§ Required action 1
Answer these questions from the article on cleanroom markets, one line each:
(a) What position does John Potter hold at Enviroflex Inc.?
(b) What kind of business is the client of Hodess that is mentioned?
(c) In which city is The McIlvaine Co. located?
§ Required action 2
In the article on cleanroom markets, rewrite the stretch from "By Tammy Wright" through "propelling the shift.", putting "slump" in place of "downturn".
§ Required action 3
Decide whether each statement agrees with the article on cleanroom markets. Answer yes or no and quote the words that settle it.
(a) Potter says that in large fabs, overproducing is the only way to keep pace.
(b) Ray Schneider is president of Luwa Bahnson Cleanrooms.
(c) Hodess says the limited quantity runs produce 1,000 or 10,000 chips.

§ Text for analysis
++++++++
Non-traditional users drive cleanroom markets

Non-traditional users drive cleanroom markets

By Tammy Wright

As the year 2000 approaches, industry sources say the cleanroom market is going to be driven by trends that allow a wider spectrum of industries to operate more productively and more competitively. New research findings validate their views.

Leading the way into the new milenium, they contend, is a migration toward mini-fabs. Instead of building large facilities, which have traditionally been modeled after Japanese designs, cleanroom-user industries are making qualitative changes in their operating environments, says John Potter, director of engineering at Enviroflex Inc. (Anaheim, CA), a design/build contractor for Class 1 to Class 100,000 cleanrooms. He cites the downturn in the semiconductor business and the Asian financial crisis as two catalysts propelling the shift.

“In large fabs, the only way to keep pace is to overproduce, which only works in boon time,” Potter says. “Companies are now seeing that downsized facilities provide the same process and tool efficiencies of bigger fabs, but with more flexibility.”

As cleanrooms begin to get smaller, process applications are also being modified.

“I see foundries and mini-fabs for R&D and semi-custom chip production,” predicts Blake Hodess, co-president of Hodess Building Co. (North Attleboro, MA). “These limited quantity runs produce 1,000 or 10,000 particular chips for a specific function rather than mass production. That keeps companies from over-producing and allows them to keep prices up and change with market conditions.”

Another outgrowth of downsizing facilities could be an increase in cooperative agreements and spin-offs among cleanroom groups.

“With demands on the cleanroom industry changing, those of us in it have to get better at a lot of things. We`re coming into contact with clients who want someone who can do everything in a cleanroom, not just specialize in one area,” Potter says, noting that it`s a trend that could leave less diversified cleanroom companies in distress.

Other scenarios include companies that are manufacturing their products in multiple locations around the world. For instance, a company could opt to eliminate its cleanroom and allow another clean manufacturer to fabricate its product(s,) or a chip producer may have operations in both the United States and Asia to avoid events that could cause downtime and lower yields. As Hodess notes, it makes sense because it`s unlikely that there`s going to be a power failure in Ohio and Korea at the same time.

Another trend industry sources foresee is the use of cleanroom technology by businesses that don`t require clean manufacturing conditions, but that will adhere to them to improve their products and services.

“The electronic industry certainly drives technology — they are the big users,” says Ray Schneider, vice president of Luwa Bahnson Cleanrooms (Winston-Salem, NC), “but as the cleanroom industry expands, there`s going to be a lot of less sophisticated users entering the market. And that fuels Luwa Bahnson`s optimism that the (overall) industrial process is becoming cleaner.”

Hodess agrees, pointing out that one of his clients is a bottle cap maker. “Anyone with critical finishes, like commemorative items, gets into cleanroom technology to lower defect rates and to compete. To maintain quality,” he says, “you have to implement these clean techniques.”

New findings by The McIlvaine Co., a market research concern in Northbrook, IL, lend support to these predictions about the burgeoning growth of the cleanroom industry.
++++++++
§ Extracted information
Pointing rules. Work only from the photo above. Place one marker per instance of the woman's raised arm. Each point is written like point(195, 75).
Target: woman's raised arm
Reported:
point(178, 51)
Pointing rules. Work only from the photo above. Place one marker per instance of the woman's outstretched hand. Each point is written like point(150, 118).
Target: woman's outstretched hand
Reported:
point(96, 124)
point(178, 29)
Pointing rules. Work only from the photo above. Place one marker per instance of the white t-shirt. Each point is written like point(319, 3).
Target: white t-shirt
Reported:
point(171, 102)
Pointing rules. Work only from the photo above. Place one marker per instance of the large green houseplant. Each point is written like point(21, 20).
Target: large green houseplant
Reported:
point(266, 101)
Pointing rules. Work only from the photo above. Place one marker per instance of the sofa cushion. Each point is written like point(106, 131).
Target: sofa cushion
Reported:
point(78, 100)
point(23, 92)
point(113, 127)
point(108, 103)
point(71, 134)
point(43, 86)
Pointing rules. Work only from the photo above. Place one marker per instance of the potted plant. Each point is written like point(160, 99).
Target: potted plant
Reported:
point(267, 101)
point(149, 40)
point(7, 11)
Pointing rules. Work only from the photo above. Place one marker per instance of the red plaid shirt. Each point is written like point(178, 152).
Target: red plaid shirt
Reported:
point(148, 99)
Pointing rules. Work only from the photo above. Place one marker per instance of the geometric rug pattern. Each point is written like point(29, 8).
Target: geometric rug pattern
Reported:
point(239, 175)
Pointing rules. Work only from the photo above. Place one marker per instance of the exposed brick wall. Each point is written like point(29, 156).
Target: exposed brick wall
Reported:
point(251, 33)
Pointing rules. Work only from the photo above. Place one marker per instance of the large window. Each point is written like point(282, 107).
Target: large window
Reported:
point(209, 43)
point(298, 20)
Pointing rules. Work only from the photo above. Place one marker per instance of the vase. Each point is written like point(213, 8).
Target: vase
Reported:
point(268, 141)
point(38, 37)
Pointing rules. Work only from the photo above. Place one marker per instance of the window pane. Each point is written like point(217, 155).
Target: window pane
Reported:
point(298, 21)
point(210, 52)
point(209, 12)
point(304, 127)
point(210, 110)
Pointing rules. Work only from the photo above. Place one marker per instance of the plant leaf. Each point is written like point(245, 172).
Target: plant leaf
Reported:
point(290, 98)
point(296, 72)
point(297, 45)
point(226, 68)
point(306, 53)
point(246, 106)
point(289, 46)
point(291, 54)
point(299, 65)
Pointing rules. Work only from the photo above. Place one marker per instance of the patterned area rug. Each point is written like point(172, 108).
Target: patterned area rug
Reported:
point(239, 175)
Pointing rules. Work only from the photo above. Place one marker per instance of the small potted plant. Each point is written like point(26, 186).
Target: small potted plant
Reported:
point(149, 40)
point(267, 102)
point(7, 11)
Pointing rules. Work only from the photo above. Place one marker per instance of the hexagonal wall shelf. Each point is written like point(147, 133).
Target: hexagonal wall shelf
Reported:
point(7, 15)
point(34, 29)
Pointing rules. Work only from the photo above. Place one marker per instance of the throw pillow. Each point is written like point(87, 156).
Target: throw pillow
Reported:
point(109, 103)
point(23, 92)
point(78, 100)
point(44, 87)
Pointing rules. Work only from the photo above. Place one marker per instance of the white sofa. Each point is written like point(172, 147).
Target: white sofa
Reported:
++++++++
§ Task result 1
(a) Director of engineering.
(b) A bottle cap maker.
(c) Northbrook, IL.

§ Task result 2
By Tammy Wright

As the year 2000 approaches, industry sources say the cleanroom market is going to be driven by trends that allow a wider spectrum of industries to operate more productively and more competitively. New research findings validate their views.

Leading the way into the new milenium, they contend, is a migration toward mini-fabs. Instead of building large facilities, which have traditionally been modeled after Japanese designs, cleanroom-user industries are making qualitative changes in their operating environments, says John Potter, director of engineering at Enviroflex Inc. (Anaheim, CA), a design/build contractor for Class 1 to Class 100,000 cleanrooms. He cites the slump in the semiconductor business and the Asian financial crisis as two catalysts propelling the shift.

§ Task result 3
(a) Yes: "In large fabs, the only way to keep pace is to overproduce"
(b) No: "vice president of Luwa Bahnson Cleanrooms"
(c) Yes: "These limited quantity runs produce 1,000 or 10,000 particular chips for a specific function"